- Cosa farai:
1. Rispondi a queste domande sull'articolo dedicato ai cambiamenti climatici.
(a) Secondo il sottotitolo, la vita di chi è a rischio se non si agisce subito?
(b) Quanti esperti hanno lavorato alla stesura del rapporto, e da quanti Paesi provenivano?
(c) Chi è il presidente dell'Ipcc?
2. Scrivi il seguito dell'articolo sui cambiamenti climatici, cominciando subito dopo la sua ultima frase.

Type to search

Cambiamenti climatici. L’allarme dell’Onu: “non c’è più tempo da perdere”

Share

Il report Climate Change 2022: Impacts, Adaptation and Vulnerability lancia “un terribile avvertimento”. Se non si agisce subito è a rischio la vita di animali e piante, ma anche dell’uomo

di redazione

È stato pubblicato il rapporto ‘Climate Change 2022: Impacts, Adaptation and Vulnerability’, approvato da 195 Stati membri dell’Ipcc (Gruppo intergovernativo sul cambiamento climatico dell’Onu), un testo alla cui stesura hanno lavorato 270 esperti provenienti da 67 Paesi. “Questo rapporto – afferma il presidente dell’Ipcc, Hoesung Lee – è un terribile avvertimento sulle conseguenze dell’inazione e sottolinea l’urgenza di un’azione immediata e più ambiziosa per affrontare i rischi climatici. Le mezze misure non sono più una possibilità.

- Dati raccolti:
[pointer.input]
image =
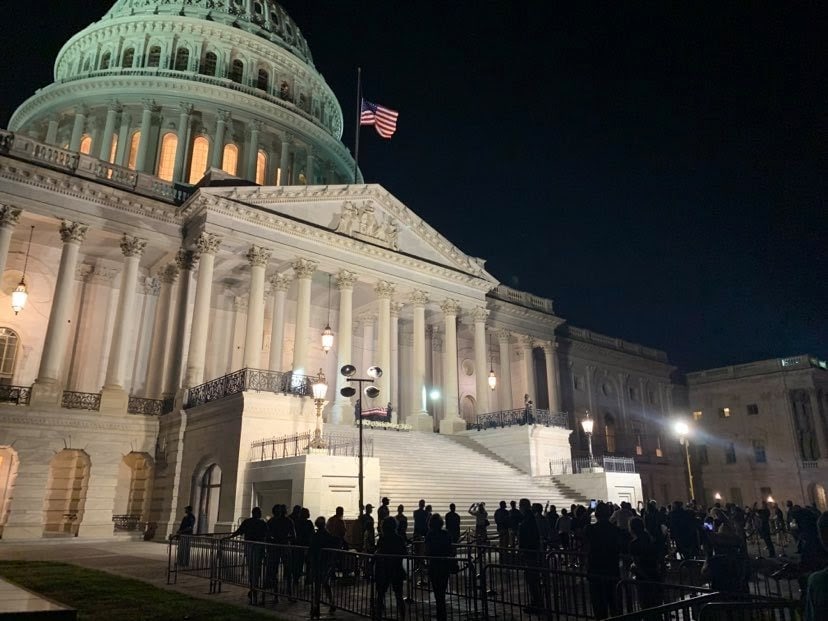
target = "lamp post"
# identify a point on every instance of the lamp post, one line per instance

- Risultati dell'esercizio:
1.
(a) Di animali, piante e dell'uomo.
(b) 270 esperti, provenienti da 67 Paesi.
(c) Hoesung Lee.

2.
Un docmento dai toni drammatici, dal quale si evince che con un riscaldamento globale di 1,5°C, nei prossimi vent’anni il mondo è destinato in modo inevitabile ad affrontare enormi rischi. Le crescenti ondate di calore, la siccità e le inondazioni hanno raggiunto un livello non più tollerabile da parte del mondo animale e vegetale, causando l’estinzione di alcune specie tra alberi e coralli. Ed anche la vita dell’uomo è messa a rischio dagli eventi estremi che hanno provocato per milioni di persone gravi carenze alimentari e idriche, soprattutto in Africa, Asia, America centrale e meridionale, nelle piccole isole e nell’Artico. L’allarme del rapporto è preciso: il tempo disponibile per porre rimedio a queste situazioni sta per finire.

Seppure il livello di surriscaldamento superasse gli 1,5°C solo temporaneamente, ciò provocherebbe egualmente conseguenza gravi e, in certi casi, irreversibili.

Il report Ipcc analizza i diversi livelli di riscaldamento ed il loro impatto nel tempo, avanzando proposte per incrementare la capacità di resilienza verso i cambiamenti climatici, per contrastare le disuguaglianze, la povertà e la fame.

Vengono analizzati rischi e le possibili contromisure per quel che riguarda gli insediamenti urbani sulle coste, le foreste tropicali, le aree montane, le zone aride e i deserti, il Mar Mediterraneo e le regioni polari. L’aumento di ondate di calore, siccità e inondazioni.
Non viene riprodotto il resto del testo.